-- TEXT SHOWN follows --

A polar bond is said to have a dipole moment vector (sometimes referred to as a bond moment). Like any vector, the dipole moment vector has a value or size and a direction. The value or size of the vector depends (among other things) on the difference in electronegativity of the bonded atoms. The direction extends from the positive dipole towards the negative dipole in the direction of the imaginary line connecting the atoms.
 
Follow these directions to draw a dipole moment vector:

  1. Use an Electronegativity Table to identify the electronegativity (EN) values of the two atoms.
  2. Identify the positive dipole (smaller EN value) and the negative dipole (greater EN value).
  3. Draw an arrow along the bond axis or parallel to it that points to the negative dipole. Place a + sign on the end of the arrow opposite the arrowhead.
 
Here are three additional examples of dipole moment vectors:
 
 
In Lesson 3, we will make a distinction between a dipole moment vector for a bond and a dipole moment vector for a molecule. A molecule may consist of more than one covalent bond. Each bond has a dipole moment vector or bond moment vector. The dipole moment vector for the molecule is the sum of the all the individual dipole moment vectors for each covalent bond. More to come in Lesson 3.
 
 
 

Electron Dot Diagrams

Several conceptual tools from the recent chapter on Atomic Structure that have carried over into this chapter on Chemical Bonding and Molecular Shape. Such tools include electron cloud diagrams, electron shell diagrams, orbital box diagrams, and electron configurations. The most commonly used tool for the remainder of the unit will be the electron dot diagram. An example for the H-F bond is shown at the right. Hydrogen has one valence shell electron and would like to have two. Fluorine has seven valence shell electrons and would like to have eight. Each atom shares an electron with the other atom and a covalent bond is formed. The pair of electrons between the atoms represent the bonding electrons. They are a shared pair of electrons. The other pairs of electrons surrounding fluorine are part of its octet. They are not shared with hydrogen. They are unshared or lone pairs of electrons. This is a simple example of an electron dot diagram for a bond. Observe how the sharing of the electron allows the H atom to satisfy the duet rule and the F atom to satisfy the octet rule.

A second example of an electron dot diagram is shown below.

-- TEXT SHOWN concluded --
-- RECORDS PROVIDED follows --

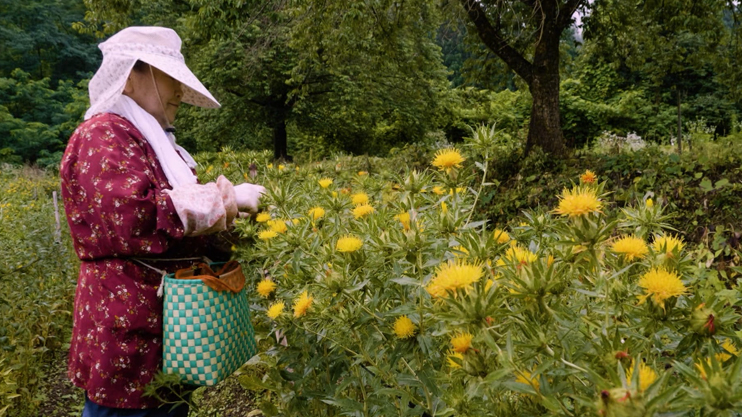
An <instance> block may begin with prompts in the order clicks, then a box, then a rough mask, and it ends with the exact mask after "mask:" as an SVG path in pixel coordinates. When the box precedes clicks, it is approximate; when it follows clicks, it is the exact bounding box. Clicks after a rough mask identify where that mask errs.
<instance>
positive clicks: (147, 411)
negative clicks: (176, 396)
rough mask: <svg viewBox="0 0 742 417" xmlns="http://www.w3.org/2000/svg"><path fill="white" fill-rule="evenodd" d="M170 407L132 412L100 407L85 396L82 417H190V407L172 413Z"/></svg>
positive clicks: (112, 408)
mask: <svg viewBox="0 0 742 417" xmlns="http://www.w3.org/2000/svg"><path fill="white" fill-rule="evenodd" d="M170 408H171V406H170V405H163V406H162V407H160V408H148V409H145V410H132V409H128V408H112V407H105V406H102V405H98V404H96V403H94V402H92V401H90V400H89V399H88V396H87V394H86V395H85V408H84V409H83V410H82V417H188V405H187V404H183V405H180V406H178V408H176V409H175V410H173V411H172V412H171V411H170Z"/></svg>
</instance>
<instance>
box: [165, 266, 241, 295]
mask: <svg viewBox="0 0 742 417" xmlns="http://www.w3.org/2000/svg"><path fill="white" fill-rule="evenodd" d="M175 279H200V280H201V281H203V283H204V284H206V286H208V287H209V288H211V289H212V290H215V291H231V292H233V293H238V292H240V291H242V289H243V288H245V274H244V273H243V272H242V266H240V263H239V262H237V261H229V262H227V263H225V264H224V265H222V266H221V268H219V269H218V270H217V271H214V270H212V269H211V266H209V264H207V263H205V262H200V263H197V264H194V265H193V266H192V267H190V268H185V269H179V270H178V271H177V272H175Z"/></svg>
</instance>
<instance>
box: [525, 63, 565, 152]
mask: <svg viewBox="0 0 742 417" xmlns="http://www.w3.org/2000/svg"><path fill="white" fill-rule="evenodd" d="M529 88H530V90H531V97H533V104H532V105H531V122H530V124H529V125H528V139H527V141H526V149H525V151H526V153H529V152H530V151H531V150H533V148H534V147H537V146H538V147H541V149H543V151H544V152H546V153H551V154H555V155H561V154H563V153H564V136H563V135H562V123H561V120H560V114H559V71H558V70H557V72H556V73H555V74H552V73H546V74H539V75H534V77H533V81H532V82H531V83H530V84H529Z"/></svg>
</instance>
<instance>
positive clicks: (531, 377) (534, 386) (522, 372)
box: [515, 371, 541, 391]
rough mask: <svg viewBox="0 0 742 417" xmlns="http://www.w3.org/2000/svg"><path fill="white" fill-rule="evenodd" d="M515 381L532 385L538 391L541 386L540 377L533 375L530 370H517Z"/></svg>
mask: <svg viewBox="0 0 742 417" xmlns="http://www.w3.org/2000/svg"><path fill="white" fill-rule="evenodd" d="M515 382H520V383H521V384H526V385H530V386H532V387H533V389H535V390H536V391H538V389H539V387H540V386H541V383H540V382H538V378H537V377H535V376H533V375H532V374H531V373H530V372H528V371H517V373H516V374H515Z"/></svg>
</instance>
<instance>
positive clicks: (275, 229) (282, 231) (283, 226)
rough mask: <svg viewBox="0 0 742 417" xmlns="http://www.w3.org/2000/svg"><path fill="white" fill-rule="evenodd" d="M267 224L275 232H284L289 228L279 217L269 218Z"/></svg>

-- RECORDS PROVIDED concluded --

● **WHAT NEEDS TO BE DONE**:
Resume the chemical bonding lesson from its last sentence.

● **EXERCISE RESPONSE**:
We will discuss electron dot diagrams in great detail on the next page of Lesson 2.
 
 
 

Molecular Compounds

Thus far we have seen how a covalent bond can add an additional electron to the total number of valence shell electrons. You might be wondering (and that’s awesome if you are!) how nitrogen or carbon can acquire an octet of electrons. Nitrogen starts with five outer shell electrons and carbon starts with four outer shell electrons. How can they obtain an octet of electrons? The answer is that these atoms will have to form more than one covalent bond.
 

Nonmetal elements such as nitrogen and carbon form multiple covalent bonds with other elements resulting in the formation of molecular compounds. Molecular compounds were introduced in Chapter 4 of our Chemistry Tutorial. We discussed the properties of molecular compounds. We also discussed the names and formulas used to identify such compounds. In this chapter, we will discuss the bonds and the molecular structure of molecular compounds.
 
The animations below show the formation of compounds containing nitrogen and carbon. Observe the sharing of electrons between the nitrogen and the fluorine atoms and between the carbon and the fluorine atoms. Nitrogen ends up with three shared pairs (or bonding pairs) and one unshared or lone pair. Carbon ends up with four shared pairs and no unshared (lone) pairs.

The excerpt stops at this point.